- Supplied text
— START —
So many tasks, so little time.
In an effort to improve our readiness, Bert intentionally put less focus on modifications and retrofit projects, concentrating instead on basic maintenance. I will admit my imagination often led us down dead ends which contributed little benefit. In my idealistic optimism, I can always find a life lesson in my most recent failure. Bert’s take away is “Quit wasting time experimenting!!”
As of this date, Pinicon is ahead of schedule for equipment maintenance. Most of the tractors, tillage machines, trucks, pickups and trailers are inspected and field ready. Ongoing projects include chemical application equipment, support vehicles and the truck we stole on auction that, to our surprise, needed a new engine.
Bert felt really bad when they got the truck home and discovered the cam was bad. The truck only had 260,000 miles. Normal engine life is three times that. Bert is quick to recognize his role in mistakes, take responsibility and make adjustments. This is one of the attributes that earned him first opportunity to be majority owner of Pinicon. However, regarding the $24,000 engine, his due diligence pre auction was more thorough than any inspection I ever had time for. It seems likely to me that the universe is evening up odds with Pinicon. All lucky streaks eventually run their course.
— END —
- Stated goal 1
According to the farm update, how many miles were on the truck bought at auction when it turned out to need a new engine?

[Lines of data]
— START —
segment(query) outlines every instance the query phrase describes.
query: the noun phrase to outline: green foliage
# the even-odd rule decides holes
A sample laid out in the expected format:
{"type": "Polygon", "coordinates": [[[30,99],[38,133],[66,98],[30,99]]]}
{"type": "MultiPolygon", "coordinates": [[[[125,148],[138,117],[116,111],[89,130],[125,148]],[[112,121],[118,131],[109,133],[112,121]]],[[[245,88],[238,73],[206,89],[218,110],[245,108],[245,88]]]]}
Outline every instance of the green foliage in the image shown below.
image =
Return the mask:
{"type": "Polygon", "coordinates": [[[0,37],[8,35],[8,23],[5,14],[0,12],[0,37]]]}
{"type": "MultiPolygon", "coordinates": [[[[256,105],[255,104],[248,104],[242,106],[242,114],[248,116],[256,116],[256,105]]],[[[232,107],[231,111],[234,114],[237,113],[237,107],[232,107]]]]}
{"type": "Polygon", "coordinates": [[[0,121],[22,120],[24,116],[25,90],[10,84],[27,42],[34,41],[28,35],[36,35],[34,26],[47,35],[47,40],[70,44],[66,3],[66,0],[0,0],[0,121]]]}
— END —
- Stated goal 2
Reproduce the entire listing line by line, requests included, and shift the answer outlines by adding 112 to every coordinate number in the answers, leaving all other numbers as they are.

- Exercise output 1
260,000 miles

- Exercise output 2
segment(query) outlines every instance the query phrase describes.
query: the noun phrase to outline: green foliage
# the even-odd rule decides holes
A sample laid out in the expected format:
{"type": "Polygon", "coordinates": [[[30,99],[38,133],[66,98],[30,99]]]}
{"type": "MultiPolygon", "coordinates": [[[[125,148],[138,117],[116,111],[89,130],[125,148]],[[112,121],[118,131],[109,133],[112,121]]],[[[245,88],[238,73],[206,89],[218,110],[245,108],[245,88]]]]}
Outline every instance of the green foliage in the image shown below.
image =
Return the mask:
{"type": "Polygon", "coordinates": [[[112,149],[120,147],[120,135],[117,126],[112,124],[112,149]]]}
{"type": "MultiPolygon", "coordinates": [[[[368,217],[367,216],[360,216],[354,218],[354,226],[360,228],[368,228],[368,217]]],[[[344,219],[343,223],[346,226],[349,225],[349,219],[344,219]]]]}
{"type": "Polygon", "coordinates": [[[112,233],[134,232],[136,228],[137,202],[122,196],[139,154],[146,153],[140,147],[148,147],[146,138],[159,147],[159,152],[182,156],[178,115],[178,112],[112,112],[112,233]]]}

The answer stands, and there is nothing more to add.